__INSTRUCTIONS TO FOLLOW__: Reproduce the data below exactly. Skip the pictures.

__INPUT__:
_ _ _
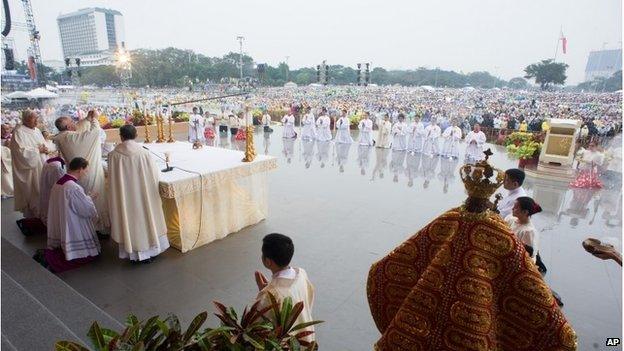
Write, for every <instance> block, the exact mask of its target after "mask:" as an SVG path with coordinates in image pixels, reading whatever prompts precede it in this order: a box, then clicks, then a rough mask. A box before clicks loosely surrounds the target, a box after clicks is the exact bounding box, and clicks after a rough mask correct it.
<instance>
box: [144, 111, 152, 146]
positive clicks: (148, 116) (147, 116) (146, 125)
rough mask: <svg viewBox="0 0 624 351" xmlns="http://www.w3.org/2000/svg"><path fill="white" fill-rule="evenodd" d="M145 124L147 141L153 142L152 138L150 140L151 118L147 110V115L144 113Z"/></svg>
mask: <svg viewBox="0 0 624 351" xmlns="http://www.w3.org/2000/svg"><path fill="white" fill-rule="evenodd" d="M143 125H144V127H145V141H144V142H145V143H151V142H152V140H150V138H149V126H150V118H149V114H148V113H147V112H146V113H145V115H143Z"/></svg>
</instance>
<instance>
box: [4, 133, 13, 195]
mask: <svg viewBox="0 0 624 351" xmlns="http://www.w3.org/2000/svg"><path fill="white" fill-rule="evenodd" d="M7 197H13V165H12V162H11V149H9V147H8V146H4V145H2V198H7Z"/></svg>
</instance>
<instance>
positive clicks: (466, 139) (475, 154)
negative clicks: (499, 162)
_ _ _
__WRITTEN SOLUTION__:
Write, for every <instance> block, the exact mask of its target after "mask:" as an SVG path with coordinates in image pixels, reading whatever prompts precede it in this order: a box, then clicks, then a rough mask. A box before clicks loosely surrounds the target, a box after clicks is the exact bounding box, and clicks after a rough mask correct it.
<instance>
box: [144, 111, 152, 146]
positive clicks: (148, 116) (147, 116) (146, 125)
rough mask: <svg viewBox="0 0 624 351" xmlns="http://www.w3.org/2000/svg"><path fill="white" fill-rule="evenodd" d="M145 124L147 141L153 142L152 138L150 140L151 118L147 110V115L144 113Z"/></svg>
mask: <svg viewBox="0 0 624 351" xmlns="http://www.w3.org/2000/svg"><path fill="white" fill-rule="evenodd" d="M143 125H144V127H145V141H144V142H145V143H151V142H152V140H150V138H149V126H150V118H149V114H148V113H147V112H146V113H145V115H143Z"/></svg>
</instance>
<instance>
box: [4, 133, 13, 195]
mask: <svg viewBox="0 0 624 351" xmlns="http://www.w3.org/2000/svg"><path fill="white" fill-rule="evenodd" d="M7 197H13V165H12V162H11V149H9V147H8V146H4V145H2V198H7Z"/></svg>
</instance>
<instance>
positive clicks: (466, 139) (475, 154)
negative clicks: (499, 162)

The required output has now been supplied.